> [Task 1]: Convert the entries that start at the line containing "Put a point on the wood grain" and run through the end of the entries into a two-column CSV with columns named "prompt" and "points". Use one row per entry, put each value in a single quoted field, and replace line breaks with spaces.
^^^^
Spark DataFrames

Enable wider audiences beyond “Big Data” engineers to leverage the power of distributed processing
Inspired by data frames in R and Python (Pandas)
Designed from the ground-up to support modern big data and data science applications
Extension to the existing RDD API

References

DataFrames are :

The preferred abstraction in Spark
Strongly typed collection of distributed elements
Built on Resilient Distributed Datasets (RDD)
Immutable once constructed

With Dataframes you can :

Track lineage information to efficiently recompute lost data
Enable operations on collection of elements in parallel

You construct DataFrames

by parallelizing existing collections (e.g., Pandas DataFrames)
by transforming an existing DataFrames
from files in HDFS or any other storage system (e.g., Parquet)

Features

Ability to scale from kilobytes of data on a single laptop to petabytes on a large cluster
Support for a wide array of data formats and storage systems
Seamless integration with all big data tooling and infrastructure via Spark
APIs for Python, Java, Scala, and R

DataFrames versus RDDs

Nice API for new users familiar with data frames in other programming languages.
^^^^
> [Task 2]: Translate this sentence from the Spark DataFrames overview into Spanish: "Enable wider audiences beyond “Big Data” engineers to leverage the power of distributed processing"
^^^^
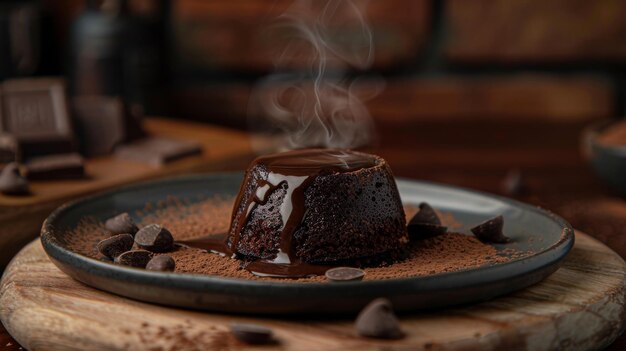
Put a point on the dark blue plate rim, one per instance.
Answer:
(469, 277)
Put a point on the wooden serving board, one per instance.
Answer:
(580, 307)
(21, 216)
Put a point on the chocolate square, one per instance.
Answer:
(61, 166)
(158, 151)
(35, 112)
(100, 122)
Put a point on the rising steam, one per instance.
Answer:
(320, 106)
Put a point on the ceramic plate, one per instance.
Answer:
(546, 237)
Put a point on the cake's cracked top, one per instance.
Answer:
(299, 211)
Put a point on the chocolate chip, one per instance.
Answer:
(251, 333)
(513, 184)
(115, 245)
(491, 231)
(154, 238)
(134, 258)
(12, 182)
(161, 263)
(425, 223)
(342, 274)
(377, 320)
(121, 224)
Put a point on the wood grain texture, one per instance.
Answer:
(410, 103)
(21, 217)
(518, 31)
(580, 307)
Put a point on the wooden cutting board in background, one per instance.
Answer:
(21, 217)
(580, 307)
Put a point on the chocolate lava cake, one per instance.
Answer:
(317, 206)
^^^^
> [Exercise answer 1]:
prompt,points
"Put a point on the wood grain texture, one per instance. Answer:","(410, 103) (21, 217) (518, 31) (580, 307)"
"Put a point on the wooden cutting board in background, one per instance. Answer:","(21, 217) (580, 307)"
"Put a point on the chocolate lava cake, one per instance. Answer:","(317, 206)"

> [Exercise answer 2]: Permitir que públicos más amplios, más allá de los ingenieros de “Big Data”, aprovechen el poder del procesamiento distribuido